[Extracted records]
------------------------------

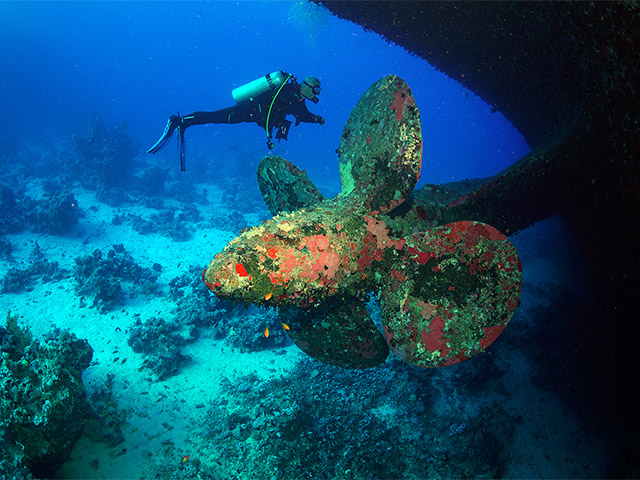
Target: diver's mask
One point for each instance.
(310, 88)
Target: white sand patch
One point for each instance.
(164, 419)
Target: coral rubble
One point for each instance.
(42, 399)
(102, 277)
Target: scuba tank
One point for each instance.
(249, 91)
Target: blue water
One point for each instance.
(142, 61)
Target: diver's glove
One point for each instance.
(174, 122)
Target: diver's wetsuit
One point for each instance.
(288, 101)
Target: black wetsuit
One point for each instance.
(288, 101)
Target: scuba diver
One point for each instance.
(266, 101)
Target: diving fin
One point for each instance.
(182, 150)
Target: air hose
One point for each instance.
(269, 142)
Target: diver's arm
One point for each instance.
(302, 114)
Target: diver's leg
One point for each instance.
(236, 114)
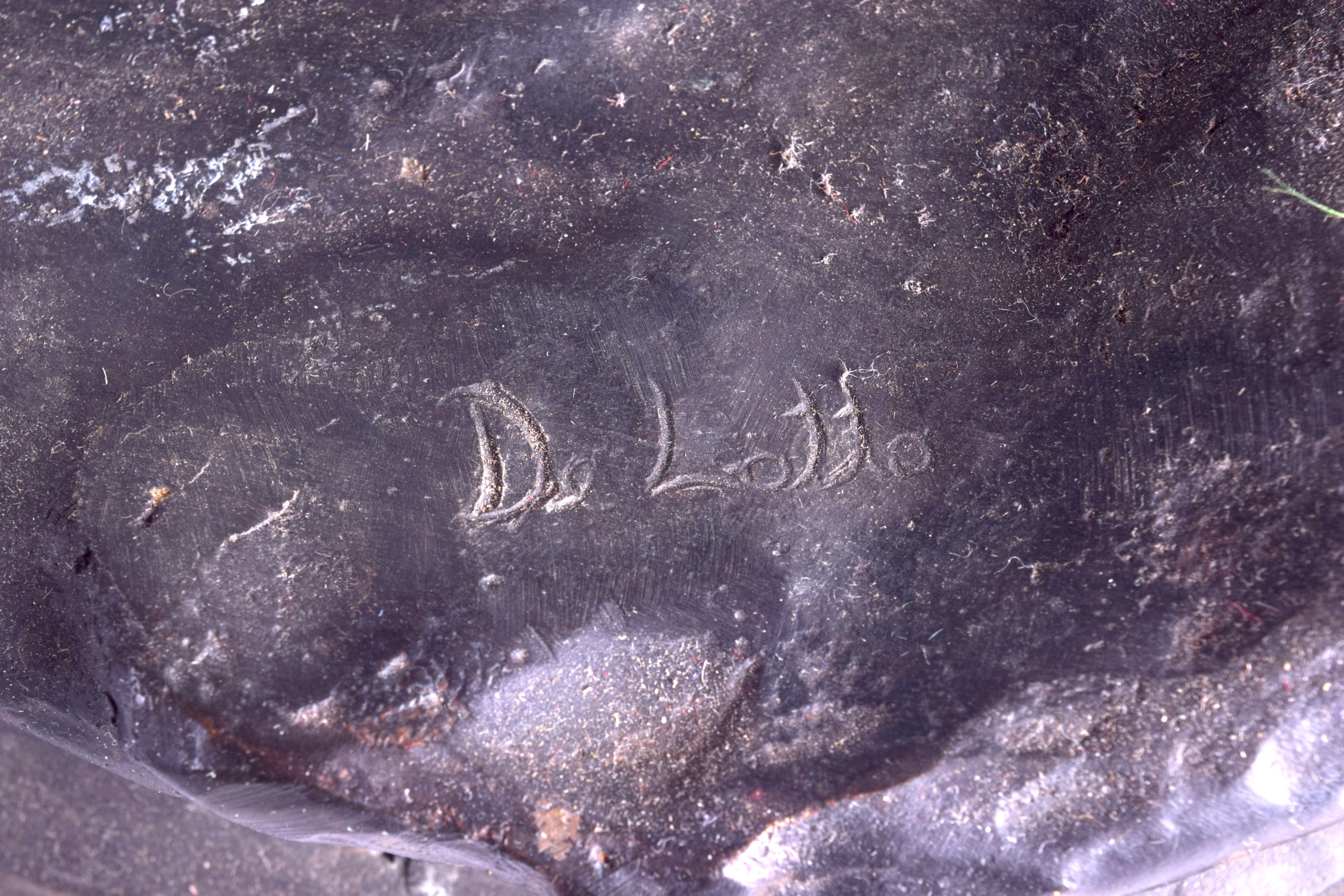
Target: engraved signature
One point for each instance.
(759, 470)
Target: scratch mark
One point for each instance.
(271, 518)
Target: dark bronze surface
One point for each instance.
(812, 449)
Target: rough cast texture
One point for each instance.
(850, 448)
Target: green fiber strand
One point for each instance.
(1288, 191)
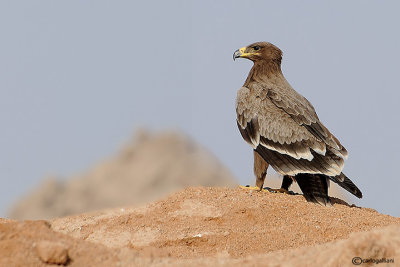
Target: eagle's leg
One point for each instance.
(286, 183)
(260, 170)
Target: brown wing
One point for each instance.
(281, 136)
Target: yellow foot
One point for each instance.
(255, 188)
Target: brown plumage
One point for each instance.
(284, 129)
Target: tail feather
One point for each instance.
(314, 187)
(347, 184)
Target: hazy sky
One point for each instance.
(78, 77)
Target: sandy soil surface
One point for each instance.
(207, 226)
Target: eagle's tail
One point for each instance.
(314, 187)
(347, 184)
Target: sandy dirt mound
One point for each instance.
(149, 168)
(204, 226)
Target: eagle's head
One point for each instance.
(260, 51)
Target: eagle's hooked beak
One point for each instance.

------------------------------

Working through the records, find each line containing the word "brown" and copy it.

Target: brown wing
Target: brown plumage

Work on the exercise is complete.